**Work to do:**
1/ From the Rust futures notes, retype the passage between "1. Introduction to" and "run cargo build.", inclusive.
2/ In the Rust futures notes, what version of the futures crate does the dependency line in Cargo.toml specify?
3/ List every name that a `use` statement in the code of the Rust futures notes brings into scope.

Skip to content

Rust codes 🧑🏻‍💻

Futures ❌

deependujha/rust-codes

Futures Notes

1. Introduction to Futures

The futures crate provides abstractions for asynchronous programming in Rust. It extends the standard library's Future trait with additional combinators, utilities, and runtime-independent async features.

2. Adding Futures to Cargo.toml

[dependencies]
futures = "0.3"

Then, run cargo build.

3. Basic Future Example

use futures::executor::block_on;

async fn hello() {
    println!("Hello, Future!");
}

fn main() {
    block_on(hello());
}

4. Using `Future::poll`

use futures::future::Future;
use std::pin::Pin;
use std::task::{Context, Poll};

struct MyFuture;

impl Future for MyFuture {
    type Output = i32;

    fn poll(self: Pin<&mut Self>, _cx: &mut Context<'_>) -> Poll<Self::Output> {
        Poll::Ready(42)

**Data shown:**
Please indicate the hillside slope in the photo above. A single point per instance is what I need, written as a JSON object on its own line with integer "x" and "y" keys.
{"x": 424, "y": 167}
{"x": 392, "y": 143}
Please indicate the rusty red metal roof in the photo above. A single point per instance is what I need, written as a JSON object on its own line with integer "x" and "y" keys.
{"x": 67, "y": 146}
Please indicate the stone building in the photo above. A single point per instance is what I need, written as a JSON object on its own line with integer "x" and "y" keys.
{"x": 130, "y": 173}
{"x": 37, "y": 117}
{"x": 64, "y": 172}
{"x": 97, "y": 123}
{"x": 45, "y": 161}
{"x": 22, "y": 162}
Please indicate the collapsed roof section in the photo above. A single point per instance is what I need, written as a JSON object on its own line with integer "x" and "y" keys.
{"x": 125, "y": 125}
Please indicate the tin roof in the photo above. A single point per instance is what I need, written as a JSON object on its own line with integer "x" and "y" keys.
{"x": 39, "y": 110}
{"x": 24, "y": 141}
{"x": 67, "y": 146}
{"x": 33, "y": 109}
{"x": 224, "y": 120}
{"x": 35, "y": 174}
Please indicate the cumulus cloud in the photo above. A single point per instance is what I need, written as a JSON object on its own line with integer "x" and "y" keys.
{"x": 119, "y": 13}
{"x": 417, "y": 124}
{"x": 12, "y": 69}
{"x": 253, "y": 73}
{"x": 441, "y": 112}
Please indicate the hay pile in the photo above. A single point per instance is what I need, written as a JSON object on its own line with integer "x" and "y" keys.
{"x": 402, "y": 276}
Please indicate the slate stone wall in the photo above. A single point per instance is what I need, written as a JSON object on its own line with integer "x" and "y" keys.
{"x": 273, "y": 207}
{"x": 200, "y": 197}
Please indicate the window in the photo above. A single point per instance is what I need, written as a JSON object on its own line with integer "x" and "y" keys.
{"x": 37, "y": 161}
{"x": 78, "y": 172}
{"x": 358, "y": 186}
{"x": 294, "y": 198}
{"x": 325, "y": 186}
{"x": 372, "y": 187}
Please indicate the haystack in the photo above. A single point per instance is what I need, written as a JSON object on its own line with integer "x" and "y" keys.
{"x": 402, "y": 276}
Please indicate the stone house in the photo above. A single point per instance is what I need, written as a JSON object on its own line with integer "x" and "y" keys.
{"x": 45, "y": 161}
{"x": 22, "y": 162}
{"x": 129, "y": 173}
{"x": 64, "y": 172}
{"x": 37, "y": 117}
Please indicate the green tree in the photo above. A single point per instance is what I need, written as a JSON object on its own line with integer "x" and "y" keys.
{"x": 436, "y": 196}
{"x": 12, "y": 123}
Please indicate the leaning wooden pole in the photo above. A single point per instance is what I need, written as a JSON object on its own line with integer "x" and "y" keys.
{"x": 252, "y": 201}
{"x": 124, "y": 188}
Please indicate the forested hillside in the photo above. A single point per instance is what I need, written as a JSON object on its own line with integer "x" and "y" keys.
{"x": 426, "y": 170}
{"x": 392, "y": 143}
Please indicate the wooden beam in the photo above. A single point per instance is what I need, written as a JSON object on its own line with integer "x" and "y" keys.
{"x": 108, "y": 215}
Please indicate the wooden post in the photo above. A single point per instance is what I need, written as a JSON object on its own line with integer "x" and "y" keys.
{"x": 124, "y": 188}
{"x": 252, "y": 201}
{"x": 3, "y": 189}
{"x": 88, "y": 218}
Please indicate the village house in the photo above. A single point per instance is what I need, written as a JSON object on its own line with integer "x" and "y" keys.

**Results of the tasks:**
1/
1. Introduction to Futures

The futures crate provides abstractions for asynchronous programming in Rust. It extends the standard library's Future trait with additional combinators, utilities, and runtime-independent async features.

2. Adding Futures to Cargo.toml

[dependencies]
futures = "0.3"

Then, run cargo build.

2/ 0.3

3/
block_on
Future
Pin
Context
Poll